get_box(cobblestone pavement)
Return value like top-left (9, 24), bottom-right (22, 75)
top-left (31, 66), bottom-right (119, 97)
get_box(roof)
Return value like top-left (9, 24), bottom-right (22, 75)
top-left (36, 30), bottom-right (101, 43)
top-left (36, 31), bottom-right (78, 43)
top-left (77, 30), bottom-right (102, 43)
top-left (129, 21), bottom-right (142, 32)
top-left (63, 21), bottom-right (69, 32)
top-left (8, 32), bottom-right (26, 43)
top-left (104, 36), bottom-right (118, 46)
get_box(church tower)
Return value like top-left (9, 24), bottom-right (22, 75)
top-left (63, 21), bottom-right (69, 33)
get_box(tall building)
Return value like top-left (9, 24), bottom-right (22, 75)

__BRIEF__. Arrange every line of the rows above as a Markdown table with two columns, No. and Line, giving each line its number and skipping blank lines.

__REPLY TO THE TASK__.
| No. | Line |
|---|---|
| 1 | get_box(cobblestone pavement) |
| 2 | Return value like top-left (9, 24), bottom-right (22, 75) |
| 3 | top-left (31, 66), bottom-right (119, 97) |
| 4 | get_box(roof) |
| 5 | Return value like top-left (9, 24), bottom-right (22, 75) |
| 6 | top-left (36, 30), bottom-right (101, 43) |
| 7 | top-left (36, 31), bottom-right (78, 43) |
| 8 | top-left (77, 30), bottom-right (102, 43) |
| 9 | top-left (129, 21), bottom-right (142, 32) |
| 10 | top-left (63, 21), bottom-right (69, 32) |
| 11 | top-left (8, 32), bottom-right (26, 43) |
| 12 | top-left (104, 36), bottom-right (118, 46) |
| 13 | get_box(church tower) |
| 14 | Return value like top-left (9, 24), bottom-right (22, 75) |
| 15 | top-left (63, 21), bottom-right (69, 33) |
| 16 | get_box(tall building) |
| 17 | Return value like top-left (9, 24), bottom-right (22, 75) |